§ **Task description**
Reproduce the stretch of entries from the start through the line containing "M388 233L361 233L344", replacing "gray t-shirt" with "blue t-shirt" and leaving everything else unchanged.

§ **Data supplied**
○ ○ ○ ○ ○

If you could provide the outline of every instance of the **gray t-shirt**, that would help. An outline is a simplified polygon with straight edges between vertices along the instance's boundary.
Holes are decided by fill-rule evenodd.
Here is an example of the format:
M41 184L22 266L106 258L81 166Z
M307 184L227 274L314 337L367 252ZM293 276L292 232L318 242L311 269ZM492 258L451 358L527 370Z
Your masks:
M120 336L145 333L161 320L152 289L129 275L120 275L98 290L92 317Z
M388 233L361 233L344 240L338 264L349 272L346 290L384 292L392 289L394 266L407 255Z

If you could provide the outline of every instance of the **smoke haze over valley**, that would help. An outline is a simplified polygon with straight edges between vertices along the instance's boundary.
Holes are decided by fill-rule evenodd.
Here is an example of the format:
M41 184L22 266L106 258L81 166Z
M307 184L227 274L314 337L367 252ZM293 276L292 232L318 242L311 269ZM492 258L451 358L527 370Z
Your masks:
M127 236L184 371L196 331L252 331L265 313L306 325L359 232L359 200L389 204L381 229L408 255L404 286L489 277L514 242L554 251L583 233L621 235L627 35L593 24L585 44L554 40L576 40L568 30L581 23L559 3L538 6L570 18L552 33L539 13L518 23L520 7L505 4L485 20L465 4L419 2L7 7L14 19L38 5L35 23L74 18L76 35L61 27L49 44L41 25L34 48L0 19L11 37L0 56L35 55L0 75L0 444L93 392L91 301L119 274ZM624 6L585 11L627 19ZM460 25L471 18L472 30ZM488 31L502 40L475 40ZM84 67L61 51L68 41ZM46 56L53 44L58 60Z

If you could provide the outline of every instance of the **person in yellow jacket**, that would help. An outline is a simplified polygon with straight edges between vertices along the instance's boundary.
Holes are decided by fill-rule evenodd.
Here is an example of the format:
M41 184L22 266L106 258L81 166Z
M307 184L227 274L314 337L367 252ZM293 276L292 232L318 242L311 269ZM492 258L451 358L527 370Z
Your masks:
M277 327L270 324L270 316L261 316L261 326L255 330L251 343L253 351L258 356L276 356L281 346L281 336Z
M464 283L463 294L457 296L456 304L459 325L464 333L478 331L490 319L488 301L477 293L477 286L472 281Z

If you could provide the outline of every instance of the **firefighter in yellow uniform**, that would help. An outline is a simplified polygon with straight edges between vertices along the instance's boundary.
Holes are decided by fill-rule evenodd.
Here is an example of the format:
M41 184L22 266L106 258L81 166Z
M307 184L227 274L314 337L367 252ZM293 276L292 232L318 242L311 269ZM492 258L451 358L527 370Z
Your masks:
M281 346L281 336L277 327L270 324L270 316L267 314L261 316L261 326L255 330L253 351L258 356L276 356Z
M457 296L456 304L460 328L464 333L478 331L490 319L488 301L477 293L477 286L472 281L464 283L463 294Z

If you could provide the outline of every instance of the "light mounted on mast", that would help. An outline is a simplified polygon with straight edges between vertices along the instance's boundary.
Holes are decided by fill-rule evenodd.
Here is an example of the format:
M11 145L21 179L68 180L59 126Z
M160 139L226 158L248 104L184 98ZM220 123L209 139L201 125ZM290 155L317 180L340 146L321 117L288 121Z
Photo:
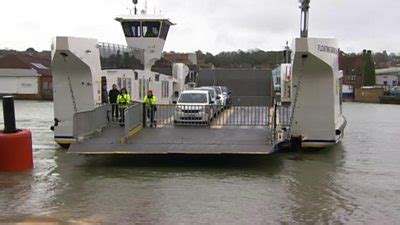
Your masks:
M301 9L301 30L300 37L307 38L308 37L308 17L309 17L309 9L310 9L310 0L299 0L300 9Z

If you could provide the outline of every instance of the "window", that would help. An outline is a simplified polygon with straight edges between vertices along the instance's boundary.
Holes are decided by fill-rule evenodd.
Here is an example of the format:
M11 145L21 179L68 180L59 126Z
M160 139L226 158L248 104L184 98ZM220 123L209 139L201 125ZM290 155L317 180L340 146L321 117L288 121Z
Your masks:
M169 82L168 81L161 82L161 97L162 98L169 97Z
M122 29L125 37L141 37L140 22L123 22Z
M101 69L142 69L143 50L129 46L100 43Z
M49 89L49 83L47 81L43 81L43 90Z
M32 66L34 66L34 67L36 67L38 69L43 69L43 70L47 70L48 69L47 67L43 66L43 64L41 64L41 63L31 63L31 64L32 64Z
M161 34L160 34L160 38L163 40L167 39L168 36L168 31L169 31L169 24L167 22L163 22L163 25L161 27Z
M142 32L144 37L158 37L160 33L160 22L143 22Z

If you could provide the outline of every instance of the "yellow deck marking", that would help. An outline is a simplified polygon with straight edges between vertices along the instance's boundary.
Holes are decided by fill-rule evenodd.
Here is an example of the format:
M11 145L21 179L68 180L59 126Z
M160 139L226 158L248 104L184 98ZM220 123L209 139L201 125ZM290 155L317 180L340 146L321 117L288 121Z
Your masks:
M221 129L222 124L226 124L226 121L232 115L233 112L234 112L233 108L230 108L228 111L224 111L224 113L222 114L222 118L220 117L217 120L217 124L221 124L221 125L214 125L214 126L211 126L211 128L212 129ZM221 121L221 120L223 120L223 121Z
M133 135L139 133L142 130L142 128L143 127L141 125L139 125L139 126L133 128L131 131L129 131L128 135L126 135L126 136L124 136L124 137L122 137L120 139L121 144L125 144L126 143L126 139L128 139L129 137L132 137Z
M174 119L174 115L165 119L160 125L157 125L157 128L164 128L168 121L172 121Z

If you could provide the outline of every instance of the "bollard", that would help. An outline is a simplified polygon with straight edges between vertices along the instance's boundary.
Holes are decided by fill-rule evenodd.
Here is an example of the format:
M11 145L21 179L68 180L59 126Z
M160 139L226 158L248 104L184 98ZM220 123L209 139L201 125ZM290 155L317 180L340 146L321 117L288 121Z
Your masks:
M15 126L14 98L3 97L4 130L0 131L0 171L33 168L32 134Z
M4 115L4 133L11 134L16 133L17 128L15 126L15 111L14 111L14 97L4 96L3 97L3 115Z

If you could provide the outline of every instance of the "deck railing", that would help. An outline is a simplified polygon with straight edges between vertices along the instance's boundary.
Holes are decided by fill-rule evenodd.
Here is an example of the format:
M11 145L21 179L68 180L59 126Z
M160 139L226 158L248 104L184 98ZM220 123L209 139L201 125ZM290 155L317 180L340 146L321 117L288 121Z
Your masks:
M98 46L103 70L144 68L143 49L110 43L99 43Z
M101 105L94 110L78 112L73 116L73 135L80 138L101 131L107 126L109 105Z
M125 110L125 137L128 137L129 132L139 126L143 126L143 104L133 103Z
M267 106L161 105L145 110L145 126L270 126ZM153 117L153 121L152 121Z

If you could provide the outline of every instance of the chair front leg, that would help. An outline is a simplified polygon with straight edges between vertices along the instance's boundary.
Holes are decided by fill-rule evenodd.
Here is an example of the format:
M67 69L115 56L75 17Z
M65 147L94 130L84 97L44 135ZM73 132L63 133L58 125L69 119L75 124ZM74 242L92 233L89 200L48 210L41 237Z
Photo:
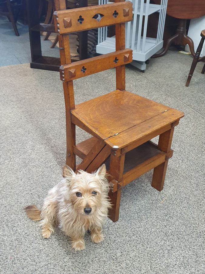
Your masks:
M117 157L115 151L112 150L110 156L110 174L118 183L122 180L125 154ZM109 218L113 222L116 222L119 218L119 213L121 197L120 187L114 192L111 190L109 196L112 205L108 214Z
M160 134L157 148L168 153L170 151L174 127ZM154 169L152 186L159 191L163 189L169 159Z

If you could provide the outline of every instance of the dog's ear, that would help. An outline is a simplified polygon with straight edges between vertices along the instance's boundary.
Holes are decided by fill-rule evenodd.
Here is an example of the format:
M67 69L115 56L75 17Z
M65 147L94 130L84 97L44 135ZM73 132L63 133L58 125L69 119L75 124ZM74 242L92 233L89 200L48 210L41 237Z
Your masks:
M67 165L63 166L63 176L64 178L70 178L75 177L76 174L72 168Z
M102 165L95 173L96 176L105 177L106 175L106 167L104 164Z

○ ○ ○ ○ ○

§ **Expected answer**
If you could provide the outline of every instance of the **blue t-shirt**, that would help. An outline is a simplified polygon with straight edges between vertices along the instance's boundary.
Holes are decided by fill-rule evenodd.
Here is an example of the format:
M41 184L22 266L106 258L81 166Z
M307 184L227 274L314 337L367 252ZM293 276L292 232L318 242L311 269ZM492 258L451 358L527 370Z
Your masks:
M120 336L145 333L161 320L152 289L129 275L120 275L98 290L92 317Z
M388 233L361 233L344 240L338 264L349 272L346 290L384 292L392 289L394 266L407 255Z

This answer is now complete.